◆ Task to carry out:
Render everything from the line containing "In this picture, where can the lawn" down to the end of the records as a JSON list of strings, one string per line, leaving out blank lines.

* START Recorded data *

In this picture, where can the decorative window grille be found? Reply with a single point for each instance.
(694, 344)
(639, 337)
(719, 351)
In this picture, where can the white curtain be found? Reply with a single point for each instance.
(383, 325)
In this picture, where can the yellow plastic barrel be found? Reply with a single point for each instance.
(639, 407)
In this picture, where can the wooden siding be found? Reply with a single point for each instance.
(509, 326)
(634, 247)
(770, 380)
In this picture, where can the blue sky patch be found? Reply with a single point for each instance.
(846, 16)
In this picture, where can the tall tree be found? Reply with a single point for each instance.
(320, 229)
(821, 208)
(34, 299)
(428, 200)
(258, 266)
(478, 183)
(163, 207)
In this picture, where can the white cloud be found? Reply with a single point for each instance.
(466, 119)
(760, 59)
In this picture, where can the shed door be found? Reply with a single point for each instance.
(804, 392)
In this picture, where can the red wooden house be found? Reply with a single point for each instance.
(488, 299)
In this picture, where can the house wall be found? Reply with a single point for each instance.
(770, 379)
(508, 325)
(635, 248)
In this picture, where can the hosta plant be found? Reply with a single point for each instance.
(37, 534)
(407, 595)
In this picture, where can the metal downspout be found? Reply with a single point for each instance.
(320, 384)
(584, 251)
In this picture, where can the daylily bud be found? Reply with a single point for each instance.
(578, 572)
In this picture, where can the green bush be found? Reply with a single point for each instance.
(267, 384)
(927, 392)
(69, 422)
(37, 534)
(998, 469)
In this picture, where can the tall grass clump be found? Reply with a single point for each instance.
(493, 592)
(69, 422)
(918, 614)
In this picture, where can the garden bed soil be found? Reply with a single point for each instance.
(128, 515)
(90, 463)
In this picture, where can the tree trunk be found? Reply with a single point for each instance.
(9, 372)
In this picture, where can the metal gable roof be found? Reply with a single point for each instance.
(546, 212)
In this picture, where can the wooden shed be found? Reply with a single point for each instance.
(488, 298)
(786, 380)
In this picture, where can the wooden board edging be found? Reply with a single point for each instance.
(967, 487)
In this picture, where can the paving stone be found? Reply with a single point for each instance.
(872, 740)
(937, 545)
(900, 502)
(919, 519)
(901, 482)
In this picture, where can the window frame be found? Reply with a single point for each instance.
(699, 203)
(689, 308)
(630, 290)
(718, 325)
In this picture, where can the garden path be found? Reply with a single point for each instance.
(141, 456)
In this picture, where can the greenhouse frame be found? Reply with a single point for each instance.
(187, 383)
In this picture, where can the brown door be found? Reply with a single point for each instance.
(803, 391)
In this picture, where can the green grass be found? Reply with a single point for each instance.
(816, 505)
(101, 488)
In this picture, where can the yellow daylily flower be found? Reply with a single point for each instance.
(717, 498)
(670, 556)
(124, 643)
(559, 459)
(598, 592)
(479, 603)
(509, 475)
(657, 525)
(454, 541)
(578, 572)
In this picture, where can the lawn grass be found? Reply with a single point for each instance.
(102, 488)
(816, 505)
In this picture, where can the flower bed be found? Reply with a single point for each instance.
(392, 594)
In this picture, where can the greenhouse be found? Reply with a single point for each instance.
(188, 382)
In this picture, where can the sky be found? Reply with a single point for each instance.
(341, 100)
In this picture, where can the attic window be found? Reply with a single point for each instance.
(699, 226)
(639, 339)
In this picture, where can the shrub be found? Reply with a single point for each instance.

* END Recorded data *

◆ Correct output:
[
  "In this picture, where can the lawn grass be found? Reply with a single point for each instance.",
  "(102, 488)",
  "(816, 505)",
  "In this picture, where can the flower bed be found? Reply with a single point for each instance.",
  "(392, 594)",
  "In this picture, where can the greenhouse be found? Reply with a single point for each instance.",
  "(188, 382)",
  "In this picture, where can the sky be found? Reply with a single point for each instance.",
  "(341, 100)",
  "In this picture, where can the attic window be found? Reply with a single point for each instance.",
  "(699, 226)",
  "(639, 339)",
  "In this picture, where can the shrub be found? Reply with a single point for each instance."
]